LIST OF TASKS
A: In the blog comments, whom does Allen quote as saying "There you go again," and where was it said?
B: Write a continuation of the blog comments, beginning right after their final sentence.

SOURCE TEXT
········

Posted by: Horace | Aug 5, 2008 5:02:55 PM

Mr. Gittleson, barring congressional action on the Dream Act, do you favor private enterprises like yours setting up scholarships for undocumented immigrants? Advocates for the undocumented should be eager to do so, yet we seem to hear nothing on such proposals.

Posted by: Allen | Aug 5, 2008 6:16:43 PM

Horace, Horace, Horace. As Ronald Reagan once said in a Presidential debate, "There you go again." I must say, that in the year or so that I've been reading this blog, I've seen you post, on the average, several comments per day. You are active, I'll give you that, and I don't doubt your passion. However, why is it that out of the several hundred, or more likely thousand or so comments that you've posted, I have yet to see you make even one suggestion as to how we can address the problem of the undocumented in our country, and find a solution? It seems that your primary mission here is to post derogatory comments about the motivations and ideas of people who are honestly concerned with solving this problem, and are devoting a considerably amount of their time and effort in that noble and worthy pursuit. For example, while you and I don't actually know each other, in your first comment of 8/5, you managed to call me, and I quote, "speculative, anti-citizen, (without) common sense, (lacking in) genuine care for our nation, exploitative, (greedy) "Perhaps if we taxed your business for such an imposition, you'd change your tune", and for good measure you accuse me of having the actual agenda of "sabotaging any effort to control our borders or immigration policies." In your second comment, you call me, and I quote, "(possessing) Chutzpah, (being) disingenuous, (being for) open borders, ridiculous, and (a) tragic figure.

········

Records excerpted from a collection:
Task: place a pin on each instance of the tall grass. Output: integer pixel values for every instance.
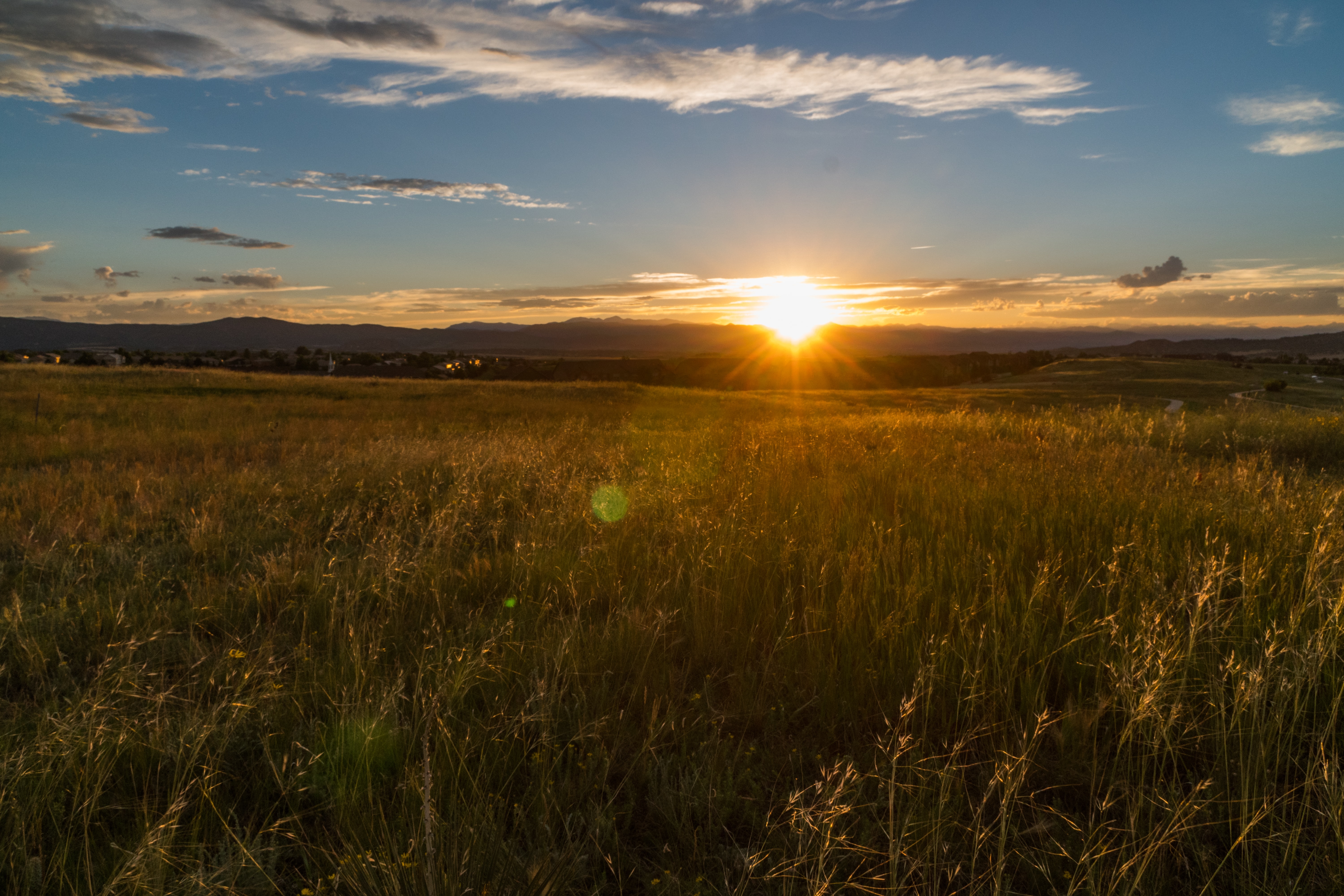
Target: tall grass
(271, 636)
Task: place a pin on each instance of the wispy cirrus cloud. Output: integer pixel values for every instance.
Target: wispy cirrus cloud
(255, 279)
(1286, 108)
(224, 147)
(214, 237)
(502, 50)
(1299, 143)
(127, 121)
(1288, 29)
(110, 276)
(409, 189)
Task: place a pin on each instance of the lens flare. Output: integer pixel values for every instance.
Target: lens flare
(610, 503)
(792, 308)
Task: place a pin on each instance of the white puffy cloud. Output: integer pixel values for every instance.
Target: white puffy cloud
(19, 261)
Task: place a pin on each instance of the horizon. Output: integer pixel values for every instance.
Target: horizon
(1175, 334)
(958, 166)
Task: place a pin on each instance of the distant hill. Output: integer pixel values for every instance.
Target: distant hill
(591, 336)
(1310, 345)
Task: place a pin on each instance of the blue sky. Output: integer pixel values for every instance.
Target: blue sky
(928, 162)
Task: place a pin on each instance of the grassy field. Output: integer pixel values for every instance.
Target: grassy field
(274, 635)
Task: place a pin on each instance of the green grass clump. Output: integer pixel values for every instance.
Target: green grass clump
(267, 635)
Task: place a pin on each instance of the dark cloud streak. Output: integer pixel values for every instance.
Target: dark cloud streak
(214, 237)
(253, 281)
(381, 31)
(1166, 273)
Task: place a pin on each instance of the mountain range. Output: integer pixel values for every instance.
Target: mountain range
(591, 336)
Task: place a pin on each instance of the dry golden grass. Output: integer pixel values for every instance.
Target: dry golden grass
(271, 635)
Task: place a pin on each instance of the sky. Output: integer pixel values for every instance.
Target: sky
(420, 163)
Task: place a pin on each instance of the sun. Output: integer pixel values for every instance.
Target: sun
(792, 308)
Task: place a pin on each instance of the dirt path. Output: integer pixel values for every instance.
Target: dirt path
(1248, 397)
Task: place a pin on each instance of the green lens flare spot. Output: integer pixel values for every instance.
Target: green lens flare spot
(610, 504)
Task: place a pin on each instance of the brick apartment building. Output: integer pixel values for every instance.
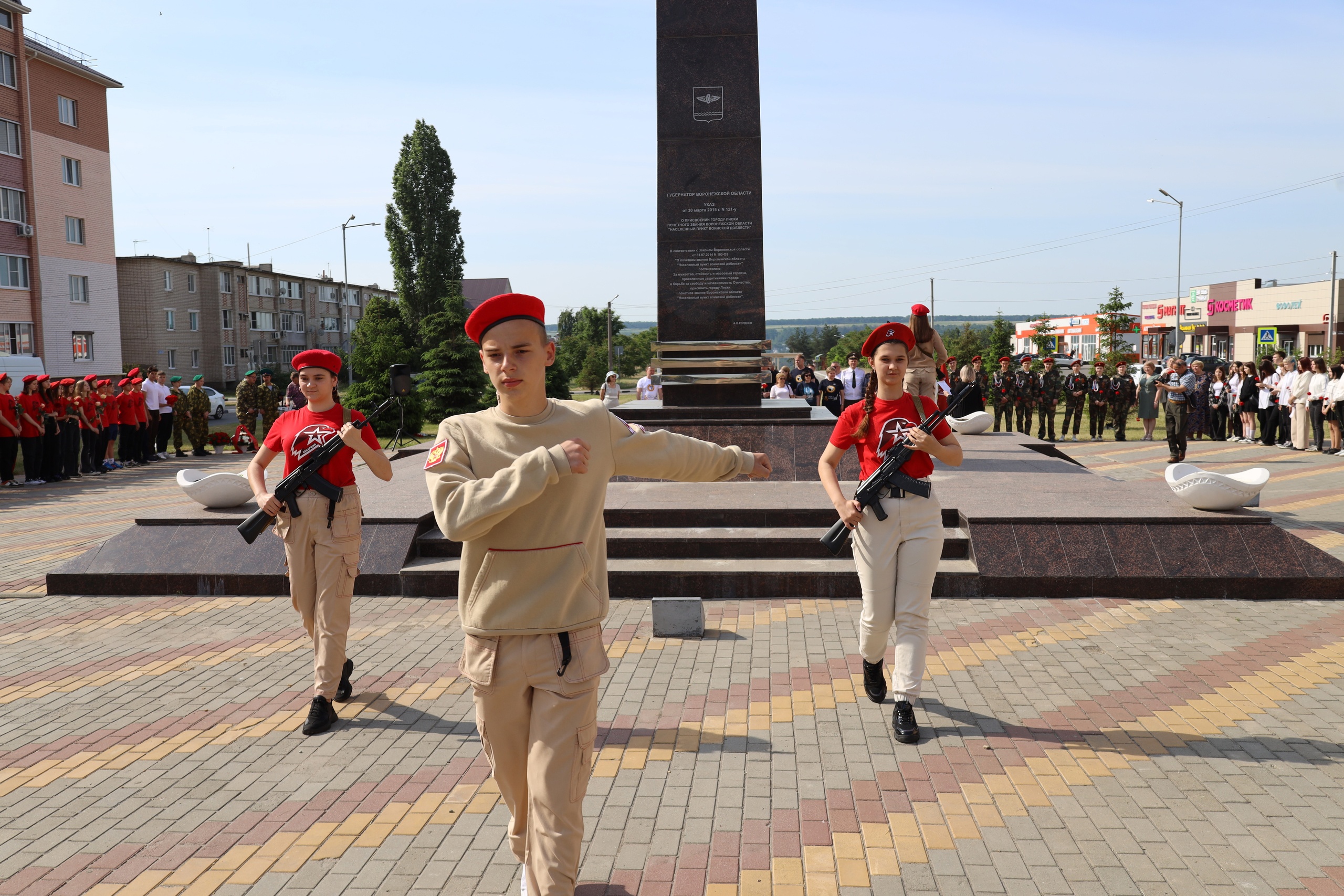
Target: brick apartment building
(56, 205)
(222, 318)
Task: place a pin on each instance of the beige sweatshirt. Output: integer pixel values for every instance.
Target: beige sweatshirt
(534, 554)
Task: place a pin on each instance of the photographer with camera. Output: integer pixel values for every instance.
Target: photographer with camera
(322, 541)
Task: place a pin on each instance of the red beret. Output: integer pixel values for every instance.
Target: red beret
(889, 333)
(318, 358)
(508, 307)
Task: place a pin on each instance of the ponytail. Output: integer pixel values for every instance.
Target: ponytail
(870, 397)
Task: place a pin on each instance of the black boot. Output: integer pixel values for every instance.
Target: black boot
(874, 684)
(322, 715)
(904, 724)
(344, 690)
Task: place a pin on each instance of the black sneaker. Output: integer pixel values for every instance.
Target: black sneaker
(322, 715)
(902, 723)
(873, 681)
(344, 690)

········

EXPECTED RESPONSES
A: Ronald Reagan, in a Presidential debate.

B:
As to your own assertion that, "These illegal aliens are net losers for our tax base and anyone with common sense and genuine care for our nation knows it," I suggest that you are not looking at this equation from a "macro" economic perspective. It is not only the direct taxes of the undocumented that affect our tax base. It is, more importantly, the indirect taxes that they generate through the corporate and property taxes of the companies that they work for, the legal co-workers of those companies that pay more taxes due to their usually much larger salaries, the taxes of the owners of the companies that they work for, the taxes of the businesses and employees of tho businesses that the undocumented's companies work with, (such as supermarket chains that buy produce from companies that employ undocumented workers), and last but not least, the multiplicative effect on our economy that the spending of all of these people, undocumented and their co-workers, has on our economy, ( every dollar that these 20,000,000 people spend domestically gets recycled several times throughout our economy, getting taxed at each stop along the way, and dramatically increasing our GDP). As to your assertion that, "since low income people take more out of SS than they put in, we'll ultimately bankrupt the SS trust fund and have to borrow to pay the shortfall," I can only suggest that you read the work of Dowell Myers, (from my alma mater USC), who explains clearly that it is through the much needed immigrants that we will even have a SS system down the road.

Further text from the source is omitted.